→ PERINTAH
Cetak ulang seluruh teks tentang ciri agama yang benar tanpa mengubah satu huruf pun.

→ TEKS YANG DIBERIKAN
+++
Semua penganut agama meyakini bahwa agamanya paling benar diantara
yang lainnya. Sah dan wajar. Kalau tidak diyakini kebenarannya, mana
mungkin agama itu diikuti pemeluknya. Tapi, klaim agama yang benar bila
hanya berdasarkan doktrin agamanya masing-masing adalah ranah keyakinan
yang “tak bisa didialogkan.”
Bisakah kebenaran agama didialogkan? Sangat bisa!! Selama ini, “semua orang” menganggap tidak bisa. Caranya, jangan bicara keyakinan tapi bicara kelogisan, pemahaman dan akal sehat. Di bawah ini adalah lima ciri agama yang benar dalam kehidupan yang bisa dimengerti dan diterima oleh semua orang dan semua penganut agama. Agama yang benar mengandung lima ciri di bawah ini. Bila tidak mengandung lima ciri ini, agama itu diragukan kebenarannya atau diragukan bahwa ia ciptaan Tuhan untuk manusia. Sebenarnya, tulisan ini bukan bahan diskusi atau untuk didiskusikan tapi lebih sebagai pengajaran, seperti seorang mursyid mengajarkan kebenaran pada murid-muridnya atau kyai pada santri-santrinya. Lima istilah kuncinya adalah Bahasa Sunda karena begitulah yang diajarkan guru saya pada saya, tapi tentu saya terjemahkan. Bila saya mengutip pernyataan-pernyataan dari Islam, itu karena dalam Islam saya menemukan ayat-ayat dan hadits yang menunjang penjelasan ini. Lima ciri kebenaran agama atau agama yang benar itu adalah:
1. Gampang
(Mudah dikerjakan)
+++
→ DATA YANG DIBERIKAN
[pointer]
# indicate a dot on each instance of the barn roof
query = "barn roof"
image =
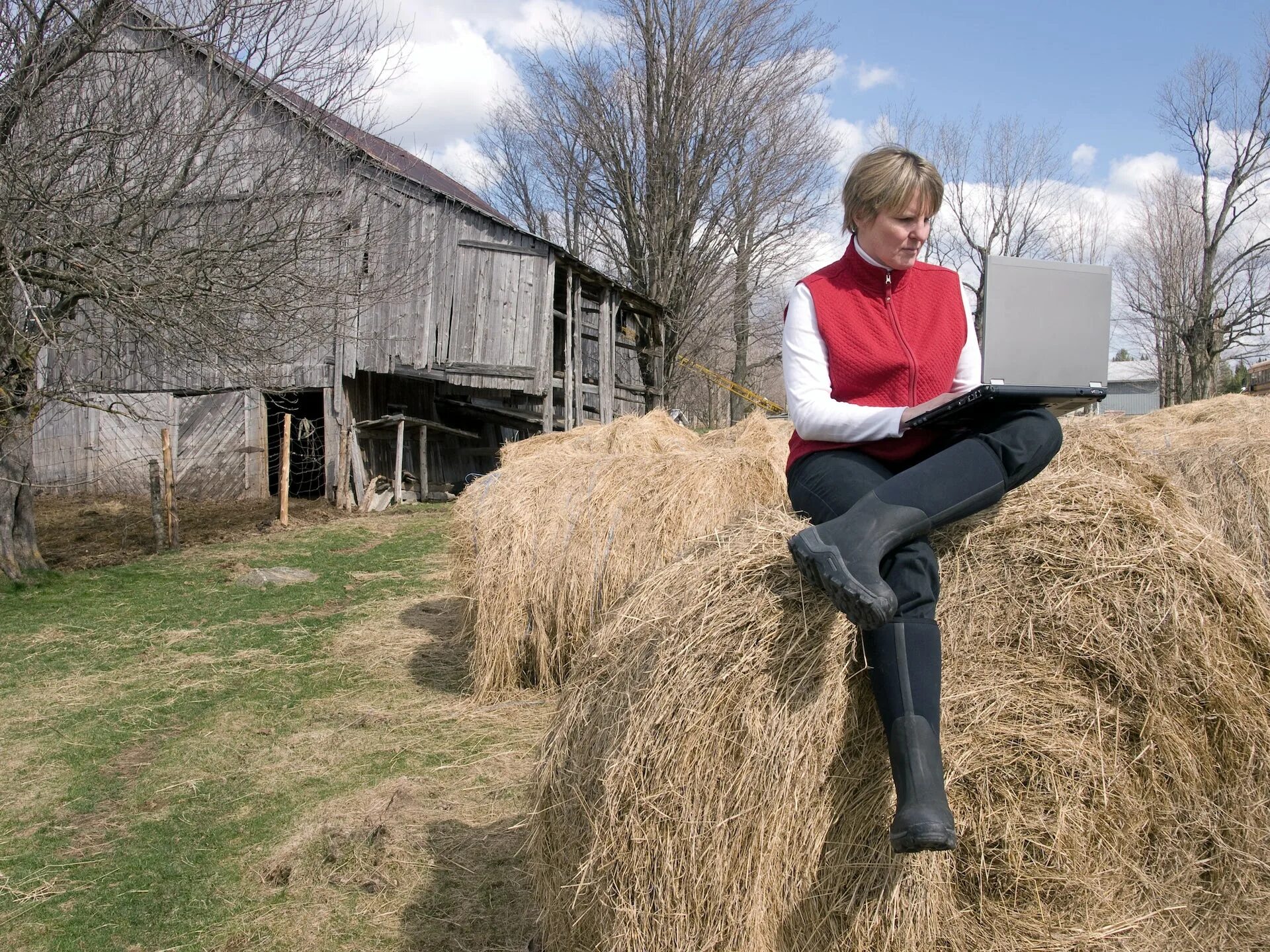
+++
→ JAWABAN AKHIR
Semua penganut agama meyakini bahwa agamanya paling benar diantara
yang lainnya. Sah dan wajar. Kalau tidak diyakini kebenarannya, mana
mungkin agama itu diikuti pemeluknya. Tapi, klaim agama yang benar bila
hanya berdasarkan doktrin agamanya masing-masing adalah ranah keyakinan
yang “tak bisa didialogkan.”
Bisakah kebenaran agama didialogkan? Sangat bisa!! Selama ini, “semua orang” menganggap tidak bisa. Caranya, jangan bicara keyakinan tapi bicara kelogisan, pemahaman dan akal sehat. Di bawah ini adalah lima ciri agama yang benar dalam kehidupan yang bisa dimengerti dan diterima oleh semua orang dan semua penganut agama. Agama yang benar mengandung lima ciri di bawah ini. Bila tidak mengandung lima ciri ini, agama itu diragukan kebenarannya atau diragukan bahwa ia ciptaan Tuhan untuk manusia. Sebenarnya, tulisan ini bukan bahan diskusi atau untuk didiskusikan tapi lebih sebagai pengajaran, seperti seorang mursyid mengajarkan kebenaran pada murid-muridnya atau kyai pada santri-santrinya. Lima istilah kuncinya adalah Bahasa Sunda karena begitulah yang diajarkan guru saya pada saya, tapi tentu saya terjemahkan. Bila saya mengutip pernyataan-pernyataan dari Islam, itu karena dalam Islam saya menemukan ayat-ayat dan hadits yang menunjang penjelasan ini. Lima ciri kebenaran agama atau agama yang benar itu adalah:
1. Gampang
(Mudah dikerjakan)